(ENTRIES PROVIDED):
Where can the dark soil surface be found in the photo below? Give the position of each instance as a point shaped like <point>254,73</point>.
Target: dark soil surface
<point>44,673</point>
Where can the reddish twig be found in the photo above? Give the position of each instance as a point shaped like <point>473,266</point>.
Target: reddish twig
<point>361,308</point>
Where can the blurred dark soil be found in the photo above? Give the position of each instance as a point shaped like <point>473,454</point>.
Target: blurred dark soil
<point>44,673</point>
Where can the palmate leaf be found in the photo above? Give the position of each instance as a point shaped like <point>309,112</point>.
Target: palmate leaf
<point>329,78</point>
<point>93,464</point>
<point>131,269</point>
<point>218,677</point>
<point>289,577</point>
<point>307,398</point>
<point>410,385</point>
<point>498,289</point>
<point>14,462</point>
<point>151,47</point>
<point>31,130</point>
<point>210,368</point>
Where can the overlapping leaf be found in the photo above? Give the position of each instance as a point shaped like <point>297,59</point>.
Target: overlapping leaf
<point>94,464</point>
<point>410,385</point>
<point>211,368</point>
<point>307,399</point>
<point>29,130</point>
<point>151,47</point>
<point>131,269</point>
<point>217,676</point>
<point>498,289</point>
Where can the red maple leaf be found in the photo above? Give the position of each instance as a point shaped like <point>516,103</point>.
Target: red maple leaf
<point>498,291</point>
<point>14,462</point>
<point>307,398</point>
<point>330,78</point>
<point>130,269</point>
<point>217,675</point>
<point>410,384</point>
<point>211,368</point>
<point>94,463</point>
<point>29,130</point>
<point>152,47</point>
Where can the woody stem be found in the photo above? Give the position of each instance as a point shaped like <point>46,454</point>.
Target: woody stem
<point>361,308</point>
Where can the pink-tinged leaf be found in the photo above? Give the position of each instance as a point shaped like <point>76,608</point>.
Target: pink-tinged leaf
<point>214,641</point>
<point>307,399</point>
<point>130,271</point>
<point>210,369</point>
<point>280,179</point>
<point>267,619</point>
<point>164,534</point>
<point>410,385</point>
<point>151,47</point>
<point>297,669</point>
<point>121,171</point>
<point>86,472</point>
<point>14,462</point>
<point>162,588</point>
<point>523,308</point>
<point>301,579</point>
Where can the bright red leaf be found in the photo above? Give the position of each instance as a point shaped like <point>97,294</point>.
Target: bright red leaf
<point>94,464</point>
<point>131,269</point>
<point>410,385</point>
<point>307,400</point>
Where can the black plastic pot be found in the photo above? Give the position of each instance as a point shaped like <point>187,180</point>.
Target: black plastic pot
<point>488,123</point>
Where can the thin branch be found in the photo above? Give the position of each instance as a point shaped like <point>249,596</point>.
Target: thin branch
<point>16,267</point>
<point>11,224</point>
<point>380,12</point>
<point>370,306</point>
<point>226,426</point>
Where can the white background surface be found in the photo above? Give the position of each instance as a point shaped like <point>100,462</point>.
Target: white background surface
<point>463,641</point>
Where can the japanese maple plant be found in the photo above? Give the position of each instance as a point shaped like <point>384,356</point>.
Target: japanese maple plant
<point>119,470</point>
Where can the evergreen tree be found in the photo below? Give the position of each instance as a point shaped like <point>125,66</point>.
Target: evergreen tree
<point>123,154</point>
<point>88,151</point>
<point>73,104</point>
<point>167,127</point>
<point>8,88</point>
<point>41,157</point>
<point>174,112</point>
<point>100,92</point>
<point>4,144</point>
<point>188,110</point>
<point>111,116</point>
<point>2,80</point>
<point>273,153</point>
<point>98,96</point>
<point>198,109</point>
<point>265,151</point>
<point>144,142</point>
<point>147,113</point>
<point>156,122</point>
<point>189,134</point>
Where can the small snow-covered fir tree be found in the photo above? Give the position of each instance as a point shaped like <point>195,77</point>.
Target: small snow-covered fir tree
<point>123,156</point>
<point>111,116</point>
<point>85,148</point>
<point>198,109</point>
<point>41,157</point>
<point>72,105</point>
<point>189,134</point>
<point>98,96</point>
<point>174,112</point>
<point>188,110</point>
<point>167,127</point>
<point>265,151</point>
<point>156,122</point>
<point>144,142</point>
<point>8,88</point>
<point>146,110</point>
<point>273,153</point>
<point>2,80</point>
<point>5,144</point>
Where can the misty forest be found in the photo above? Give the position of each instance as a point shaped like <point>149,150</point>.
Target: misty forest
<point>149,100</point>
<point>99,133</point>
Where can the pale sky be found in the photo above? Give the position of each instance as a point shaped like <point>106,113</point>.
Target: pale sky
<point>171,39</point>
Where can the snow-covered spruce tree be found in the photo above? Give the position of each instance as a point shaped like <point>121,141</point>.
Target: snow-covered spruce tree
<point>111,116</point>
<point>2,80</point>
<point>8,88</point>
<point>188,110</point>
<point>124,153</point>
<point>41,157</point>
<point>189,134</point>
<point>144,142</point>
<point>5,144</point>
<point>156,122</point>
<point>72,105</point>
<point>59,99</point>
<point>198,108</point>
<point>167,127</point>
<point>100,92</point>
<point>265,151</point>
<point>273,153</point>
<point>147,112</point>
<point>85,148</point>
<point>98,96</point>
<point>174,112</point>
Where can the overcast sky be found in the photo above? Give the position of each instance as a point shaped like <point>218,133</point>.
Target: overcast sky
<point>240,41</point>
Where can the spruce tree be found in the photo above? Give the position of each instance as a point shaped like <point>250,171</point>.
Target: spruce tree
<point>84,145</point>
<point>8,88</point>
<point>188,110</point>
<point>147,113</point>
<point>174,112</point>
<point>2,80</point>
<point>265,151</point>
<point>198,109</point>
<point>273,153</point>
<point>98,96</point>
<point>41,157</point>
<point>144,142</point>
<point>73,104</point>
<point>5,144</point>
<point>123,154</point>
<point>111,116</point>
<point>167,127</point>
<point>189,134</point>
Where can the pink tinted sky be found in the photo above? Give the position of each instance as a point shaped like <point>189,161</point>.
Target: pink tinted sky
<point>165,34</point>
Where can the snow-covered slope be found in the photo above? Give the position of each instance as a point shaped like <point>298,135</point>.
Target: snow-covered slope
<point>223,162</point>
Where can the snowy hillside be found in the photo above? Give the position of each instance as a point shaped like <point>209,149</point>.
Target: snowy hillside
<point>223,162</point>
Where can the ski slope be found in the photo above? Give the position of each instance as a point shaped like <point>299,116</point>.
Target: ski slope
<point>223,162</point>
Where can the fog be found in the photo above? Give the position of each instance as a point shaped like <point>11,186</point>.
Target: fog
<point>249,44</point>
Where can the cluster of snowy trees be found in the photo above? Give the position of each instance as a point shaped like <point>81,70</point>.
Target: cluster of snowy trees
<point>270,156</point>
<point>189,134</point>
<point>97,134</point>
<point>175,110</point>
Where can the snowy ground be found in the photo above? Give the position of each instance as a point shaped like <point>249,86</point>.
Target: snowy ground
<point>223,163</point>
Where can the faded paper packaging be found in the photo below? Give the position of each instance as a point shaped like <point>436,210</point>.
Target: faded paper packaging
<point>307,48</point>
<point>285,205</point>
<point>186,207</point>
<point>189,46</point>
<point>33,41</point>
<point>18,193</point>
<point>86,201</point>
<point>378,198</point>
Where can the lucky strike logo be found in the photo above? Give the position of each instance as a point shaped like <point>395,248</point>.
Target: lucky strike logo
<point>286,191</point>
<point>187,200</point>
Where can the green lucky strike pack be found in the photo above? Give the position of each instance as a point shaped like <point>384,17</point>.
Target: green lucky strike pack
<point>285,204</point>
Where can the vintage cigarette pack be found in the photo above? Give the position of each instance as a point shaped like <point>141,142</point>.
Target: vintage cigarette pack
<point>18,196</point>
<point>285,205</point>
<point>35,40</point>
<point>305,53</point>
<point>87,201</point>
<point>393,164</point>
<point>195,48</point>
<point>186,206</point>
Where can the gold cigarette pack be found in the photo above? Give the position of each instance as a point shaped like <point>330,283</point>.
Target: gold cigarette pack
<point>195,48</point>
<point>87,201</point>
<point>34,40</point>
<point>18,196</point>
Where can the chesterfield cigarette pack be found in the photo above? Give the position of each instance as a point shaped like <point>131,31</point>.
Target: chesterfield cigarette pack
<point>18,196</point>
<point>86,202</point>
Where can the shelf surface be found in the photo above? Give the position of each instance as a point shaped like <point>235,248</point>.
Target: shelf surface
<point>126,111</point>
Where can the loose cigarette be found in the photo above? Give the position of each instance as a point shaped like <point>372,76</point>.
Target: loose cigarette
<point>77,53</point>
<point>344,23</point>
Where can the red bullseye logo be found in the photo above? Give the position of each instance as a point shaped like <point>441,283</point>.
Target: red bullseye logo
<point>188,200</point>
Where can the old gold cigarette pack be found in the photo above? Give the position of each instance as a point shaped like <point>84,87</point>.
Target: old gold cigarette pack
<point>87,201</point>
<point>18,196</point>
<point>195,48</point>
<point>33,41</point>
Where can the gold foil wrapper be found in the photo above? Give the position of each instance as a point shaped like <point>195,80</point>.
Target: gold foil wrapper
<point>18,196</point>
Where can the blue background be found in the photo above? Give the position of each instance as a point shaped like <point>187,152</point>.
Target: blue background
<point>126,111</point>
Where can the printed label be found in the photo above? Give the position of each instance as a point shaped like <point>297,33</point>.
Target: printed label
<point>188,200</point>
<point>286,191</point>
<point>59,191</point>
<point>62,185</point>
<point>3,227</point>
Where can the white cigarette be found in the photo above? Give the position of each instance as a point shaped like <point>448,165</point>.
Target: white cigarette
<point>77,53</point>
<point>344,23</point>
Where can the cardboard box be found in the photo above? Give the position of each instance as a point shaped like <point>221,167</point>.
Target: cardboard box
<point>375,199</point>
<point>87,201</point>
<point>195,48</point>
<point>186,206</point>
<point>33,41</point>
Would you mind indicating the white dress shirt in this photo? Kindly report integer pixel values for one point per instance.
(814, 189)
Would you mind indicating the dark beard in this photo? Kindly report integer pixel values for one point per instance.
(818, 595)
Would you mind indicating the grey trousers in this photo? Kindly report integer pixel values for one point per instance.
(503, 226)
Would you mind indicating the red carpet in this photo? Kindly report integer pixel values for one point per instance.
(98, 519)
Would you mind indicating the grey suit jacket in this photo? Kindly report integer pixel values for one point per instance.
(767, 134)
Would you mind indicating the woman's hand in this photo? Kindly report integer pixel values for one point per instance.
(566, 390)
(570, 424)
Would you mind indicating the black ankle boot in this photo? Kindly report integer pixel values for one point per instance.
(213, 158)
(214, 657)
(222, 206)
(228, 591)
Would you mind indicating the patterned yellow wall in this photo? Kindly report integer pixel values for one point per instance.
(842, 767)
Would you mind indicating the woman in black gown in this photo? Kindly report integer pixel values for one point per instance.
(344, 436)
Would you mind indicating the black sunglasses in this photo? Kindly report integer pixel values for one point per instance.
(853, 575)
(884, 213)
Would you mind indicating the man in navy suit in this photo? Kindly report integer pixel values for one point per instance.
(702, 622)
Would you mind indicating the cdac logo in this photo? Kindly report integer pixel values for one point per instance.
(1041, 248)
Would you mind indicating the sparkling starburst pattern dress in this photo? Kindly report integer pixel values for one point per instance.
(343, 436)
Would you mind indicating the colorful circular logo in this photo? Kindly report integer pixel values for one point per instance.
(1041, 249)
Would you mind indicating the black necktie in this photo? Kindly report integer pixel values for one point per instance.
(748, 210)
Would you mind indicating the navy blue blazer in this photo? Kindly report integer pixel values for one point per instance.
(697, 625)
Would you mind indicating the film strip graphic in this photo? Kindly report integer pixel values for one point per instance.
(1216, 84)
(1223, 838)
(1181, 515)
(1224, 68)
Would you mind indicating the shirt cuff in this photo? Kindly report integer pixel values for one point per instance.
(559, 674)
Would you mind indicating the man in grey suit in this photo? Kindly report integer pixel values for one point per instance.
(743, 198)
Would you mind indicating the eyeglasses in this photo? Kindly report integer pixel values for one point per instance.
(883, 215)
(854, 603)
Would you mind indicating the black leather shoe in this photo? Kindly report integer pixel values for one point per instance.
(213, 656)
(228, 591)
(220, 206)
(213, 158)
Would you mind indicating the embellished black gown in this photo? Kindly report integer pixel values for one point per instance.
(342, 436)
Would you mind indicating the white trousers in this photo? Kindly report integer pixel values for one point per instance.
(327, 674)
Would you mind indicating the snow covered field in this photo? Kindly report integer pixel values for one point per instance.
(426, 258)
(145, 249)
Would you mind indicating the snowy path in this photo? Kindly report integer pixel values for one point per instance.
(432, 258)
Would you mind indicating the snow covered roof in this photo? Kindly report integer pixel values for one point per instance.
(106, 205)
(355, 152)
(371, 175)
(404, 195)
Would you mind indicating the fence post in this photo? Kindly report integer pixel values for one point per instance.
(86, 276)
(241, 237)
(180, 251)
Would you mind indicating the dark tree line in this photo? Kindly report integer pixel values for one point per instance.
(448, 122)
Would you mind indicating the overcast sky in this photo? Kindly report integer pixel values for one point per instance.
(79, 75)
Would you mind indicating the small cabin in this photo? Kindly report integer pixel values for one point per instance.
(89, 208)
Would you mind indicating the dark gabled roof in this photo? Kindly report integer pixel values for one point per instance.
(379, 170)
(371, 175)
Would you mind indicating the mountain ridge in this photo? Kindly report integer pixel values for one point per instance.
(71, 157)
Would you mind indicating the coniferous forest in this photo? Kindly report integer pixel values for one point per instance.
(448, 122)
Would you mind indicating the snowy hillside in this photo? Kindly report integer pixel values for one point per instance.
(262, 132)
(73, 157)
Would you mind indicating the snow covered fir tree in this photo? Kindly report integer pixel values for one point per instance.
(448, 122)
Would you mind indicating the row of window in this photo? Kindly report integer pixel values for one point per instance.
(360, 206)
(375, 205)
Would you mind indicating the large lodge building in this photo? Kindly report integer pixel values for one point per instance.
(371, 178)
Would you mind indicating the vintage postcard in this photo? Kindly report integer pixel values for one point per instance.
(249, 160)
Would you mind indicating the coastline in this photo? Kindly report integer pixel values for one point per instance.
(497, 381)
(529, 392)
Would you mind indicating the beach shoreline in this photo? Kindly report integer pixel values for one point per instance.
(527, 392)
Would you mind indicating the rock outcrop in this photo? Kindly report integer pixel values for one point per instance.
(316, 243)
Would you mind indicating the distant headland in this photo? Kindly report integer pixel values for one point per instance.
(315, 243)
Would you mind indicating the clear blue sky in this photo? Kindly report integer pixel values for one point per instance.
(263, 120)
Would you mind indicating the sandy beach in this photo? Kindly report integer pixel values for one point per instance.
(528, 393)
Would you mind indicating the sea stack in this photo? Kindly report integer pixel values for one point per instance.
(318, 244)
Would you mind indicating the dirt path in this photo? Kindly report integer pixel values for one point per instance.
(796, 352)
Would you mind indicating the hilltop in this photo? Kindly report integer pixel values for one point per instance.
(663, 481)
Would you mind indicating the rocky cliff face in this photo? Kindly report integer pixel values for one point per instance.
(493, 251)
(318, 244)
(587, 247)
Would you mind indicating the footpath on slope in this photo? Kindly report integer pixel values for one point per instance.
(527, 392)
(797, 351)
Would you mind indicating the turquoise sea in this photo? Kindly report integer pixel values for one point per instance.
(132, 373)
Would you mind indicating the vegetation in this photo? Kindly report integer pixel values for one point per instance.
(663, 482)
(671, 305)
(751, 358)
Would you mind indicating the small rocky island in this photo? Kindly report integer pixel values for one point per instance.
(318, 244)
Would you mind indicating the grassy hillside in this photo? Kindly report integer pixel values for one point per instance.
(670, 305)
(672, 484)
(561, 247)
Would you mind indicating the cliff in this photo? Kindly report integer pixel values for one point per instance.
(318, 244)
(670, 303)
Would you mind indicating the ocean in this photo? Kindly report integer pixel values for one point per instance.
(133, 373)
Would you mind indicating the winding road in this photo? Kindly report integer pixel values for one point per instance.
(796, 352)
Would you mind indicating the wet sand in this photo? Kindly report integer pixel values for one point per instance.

(PROBLEM):
Begin at the line above that has "Where can the blue" and stop after the line that has "Where can the printed", copying each line exactly and adding nothing else.

(SOLUTION BELOW):
Where can the blue background be found in the photo above? Give the position of each instance as a point shaped like <point>187,152</point>.
Target: blue background
<point>126,111</point>
Where can the printed label be found in the photo above? Give the position of each instance as a point shaped like <point>297,33</point>.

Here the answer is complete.